» What is being asked: Print verbatim the lines of the entries from the one containing "Find the white car's" to the last, inclusive, and no others.

» Exercise inputs:

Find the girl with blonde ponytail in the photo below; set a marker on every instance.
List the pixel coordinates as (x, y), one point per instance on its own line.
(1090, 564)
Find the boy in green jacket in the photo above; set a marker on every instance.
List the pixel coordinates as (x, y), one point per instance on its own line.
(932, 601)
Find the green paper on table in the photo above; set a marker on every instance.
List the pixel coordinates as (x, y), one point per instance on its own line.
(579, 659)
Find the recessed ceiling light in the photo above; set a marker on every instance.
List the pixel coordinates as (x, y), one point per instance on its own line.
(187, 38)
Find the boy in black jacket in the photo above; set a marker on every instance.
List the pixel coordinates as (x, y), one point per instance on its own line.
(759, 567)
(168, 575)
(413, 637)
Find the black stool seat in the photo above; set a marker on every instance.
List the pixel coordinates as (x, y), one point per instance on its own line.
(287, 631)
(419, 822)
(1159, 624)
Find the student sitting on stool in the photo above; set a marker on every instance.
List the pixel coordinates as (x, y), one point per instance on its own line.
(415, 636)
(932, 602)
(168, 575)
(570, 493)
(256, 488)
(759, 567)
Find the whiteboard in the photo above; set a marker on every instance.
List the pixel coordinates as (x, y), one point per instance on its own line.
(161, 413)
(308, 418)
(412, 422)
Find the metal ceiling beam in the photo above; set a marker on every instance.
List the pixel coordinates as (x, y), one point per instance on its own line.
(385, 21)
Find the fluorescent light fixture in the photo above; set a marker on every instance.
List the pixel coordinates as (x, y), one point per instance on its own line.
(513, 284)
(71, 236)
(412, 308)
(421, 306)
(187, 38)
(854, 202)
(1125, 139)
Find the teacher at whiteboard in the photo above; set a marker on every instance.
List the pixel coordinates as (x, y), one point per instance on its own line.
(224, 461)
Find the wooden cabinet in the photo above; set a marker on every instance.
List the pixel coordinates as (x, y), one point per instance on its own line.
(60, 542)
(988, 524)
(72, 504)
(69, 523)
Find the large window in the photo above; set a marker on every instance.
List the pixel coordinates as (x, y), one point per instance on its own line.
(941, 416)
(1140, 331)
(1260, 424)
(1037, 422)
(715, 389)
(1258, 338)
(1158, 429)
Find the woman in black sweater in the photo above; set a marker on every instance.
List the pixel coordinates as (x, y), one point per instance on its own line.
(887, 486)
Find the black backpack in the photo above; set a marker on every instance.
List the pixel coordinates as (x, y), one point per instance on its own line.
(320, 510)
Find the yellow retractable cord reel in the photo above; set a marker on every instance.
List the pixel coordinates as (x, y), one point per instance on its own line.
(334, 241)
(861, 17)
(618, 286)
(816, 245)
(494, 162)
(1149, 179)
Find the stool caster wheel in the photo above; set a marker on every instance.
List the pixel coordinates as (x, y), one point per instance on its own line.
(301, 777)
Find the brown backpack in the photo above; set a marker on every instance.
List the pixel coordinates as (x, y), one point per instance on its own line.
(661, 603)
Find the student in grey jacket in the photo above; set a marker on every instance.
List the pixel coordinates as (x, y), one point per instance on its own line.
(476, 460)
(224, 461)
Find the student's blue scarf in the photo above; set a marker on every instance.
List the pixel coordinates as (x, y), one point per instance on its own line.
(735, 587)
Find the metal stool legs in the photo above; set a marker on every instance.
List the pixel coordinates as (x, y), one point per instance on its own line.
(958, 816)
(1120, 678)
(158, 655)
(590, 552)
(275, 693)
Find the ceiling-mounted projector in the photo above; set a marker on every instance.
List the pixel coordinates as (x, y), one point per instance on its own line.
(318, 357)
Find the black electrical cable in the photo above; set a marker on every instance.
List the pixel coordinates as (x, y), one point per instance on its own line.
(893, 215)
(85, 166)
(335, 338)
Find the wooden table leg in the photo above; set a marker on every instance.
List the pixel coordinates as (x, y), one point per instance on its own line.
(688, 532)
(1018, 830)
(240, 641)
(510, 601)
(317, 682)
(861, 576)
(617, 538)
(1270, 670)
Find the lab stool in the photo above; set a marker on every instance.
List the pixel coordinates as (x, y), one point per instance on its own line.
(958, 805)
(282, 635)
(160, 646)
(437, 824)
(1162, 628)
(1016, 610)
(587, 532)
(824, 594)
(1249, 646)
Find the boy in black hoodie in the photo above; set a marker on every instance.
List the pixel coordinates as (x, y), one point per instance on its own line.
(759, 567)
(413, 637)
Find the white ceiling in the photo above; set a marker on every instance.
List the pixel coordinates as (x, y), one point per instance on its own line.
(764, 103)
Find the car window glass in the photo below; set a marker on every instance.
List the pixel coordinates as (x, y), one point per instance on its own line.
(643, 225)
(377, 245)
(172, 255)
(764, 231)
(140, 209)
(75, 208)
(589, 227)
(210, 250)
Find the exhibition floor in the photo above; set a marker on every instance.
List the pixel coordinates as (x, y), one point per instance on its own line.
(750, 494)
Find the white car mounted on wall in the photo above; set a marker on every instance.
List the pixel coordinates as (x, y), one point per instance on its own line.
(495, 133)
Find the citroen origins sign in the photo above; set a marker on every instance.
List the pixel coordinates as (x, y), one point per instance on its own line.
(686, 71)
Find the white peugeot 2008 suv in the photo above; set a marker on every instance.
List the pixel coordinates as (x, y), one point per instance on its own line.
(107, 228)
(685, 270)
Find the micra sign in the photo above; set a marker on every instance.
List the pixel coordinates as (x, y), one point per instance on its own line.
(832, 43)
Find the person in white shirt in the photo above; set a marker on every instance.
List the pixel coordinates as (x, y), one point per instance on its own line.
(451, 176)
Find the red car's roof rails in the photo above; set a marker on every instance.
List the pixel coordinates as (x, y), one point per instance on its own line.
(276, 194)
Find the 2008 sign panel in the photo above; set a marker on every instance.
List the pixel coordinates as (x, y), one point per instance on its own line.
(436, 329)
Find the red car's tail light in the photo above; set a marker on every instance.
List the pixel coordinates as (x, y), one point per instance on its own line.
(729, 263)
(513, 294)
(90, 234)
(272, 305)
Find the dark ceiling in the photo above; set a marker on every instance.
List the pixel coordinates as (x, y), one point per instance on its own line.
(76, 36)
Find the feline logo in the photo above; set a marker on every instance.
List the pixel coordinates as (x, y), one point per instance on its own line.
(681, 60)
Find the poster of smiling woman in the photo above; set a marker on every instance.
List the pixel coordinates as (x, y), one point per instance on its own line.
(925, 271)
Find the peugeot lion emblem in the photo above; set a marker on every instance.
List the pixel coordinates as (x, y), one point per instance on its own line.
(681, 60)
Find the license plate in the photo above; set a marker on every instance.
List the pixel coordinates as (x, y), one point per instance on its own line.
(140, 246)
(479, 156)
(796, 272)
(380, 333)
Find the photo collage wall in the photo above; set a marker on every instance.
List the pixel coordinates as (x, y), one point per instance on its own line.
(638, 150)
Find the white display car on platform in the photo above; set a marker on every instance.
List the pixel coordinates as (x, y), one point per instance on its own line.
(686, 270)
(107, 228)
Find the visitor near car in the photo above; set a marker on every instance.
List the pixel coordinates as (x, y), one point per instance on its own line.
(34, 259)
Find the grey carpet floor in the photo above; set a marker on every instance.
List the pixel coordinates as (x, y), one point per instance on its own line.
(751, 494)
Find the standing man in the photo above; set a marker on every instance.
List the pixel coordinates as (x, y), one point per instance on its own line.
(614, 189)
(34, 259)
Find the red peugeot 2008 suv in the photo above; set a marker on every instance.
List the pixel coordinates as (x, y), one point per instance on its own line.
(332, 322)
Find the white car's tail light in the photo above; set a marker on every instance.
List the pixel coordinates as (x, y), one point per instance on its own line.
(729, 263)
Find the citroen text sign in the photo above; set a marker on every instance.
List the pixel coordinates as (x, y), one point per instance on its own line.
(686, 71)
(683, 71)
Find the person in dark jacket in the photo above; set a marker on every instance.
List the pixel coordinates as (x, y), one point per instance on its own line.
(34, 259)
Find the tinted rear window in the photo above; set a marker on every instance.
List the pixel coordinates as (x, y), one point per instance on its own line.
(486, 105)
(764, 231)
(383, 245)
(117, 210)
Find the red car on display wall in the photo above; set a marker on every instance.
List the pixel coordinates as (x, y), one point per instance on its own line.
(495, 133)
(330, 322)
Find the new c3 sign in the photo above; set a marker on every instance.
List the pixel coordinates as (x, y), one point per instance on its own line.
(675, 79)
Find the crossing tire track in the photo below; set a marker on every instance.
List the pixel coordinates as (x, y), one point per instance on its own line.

» Result:
Find the white car's tail light in the photo above; set a marker on every instance.
List the pixel coordinates as (x, y), one point per instance on its own line.
(729, 263)
Find the citroen text sign in the photo above; set a marker on every instance.
List the pixel coordinates as (x, y), one point per instance on its own line.
(686, 71)
(683, 71)
Find the person in dark jacket in the photo above; set a marker on every instance.
List the pixel coordinates as (x, y), one point per instance on its own line.
(34, 259)
Find the tinted rear window in the photo above; set a marker on every instance.
List the pixel coordinates as (x, y), one point per instance on its own line.
(486, 105)
(764, 231)
(383, 245)
(117, 210)
Find the red car on display wall in the photo above; set a marker on every instance.
List the pixel coordinates as (x, y), one point per instance on its own line.
(495, 133)
(330, 322)
Find the new c3 sign in the photo above; set a marker on every instance.
List the pixel coordinates as (x, y), one point per instance on its own line.
(675, 79)
Find the crossing tire track in the photo below; set a marker on every instance.
List the pixel coordinates as (x, y), one point per instance on its own line.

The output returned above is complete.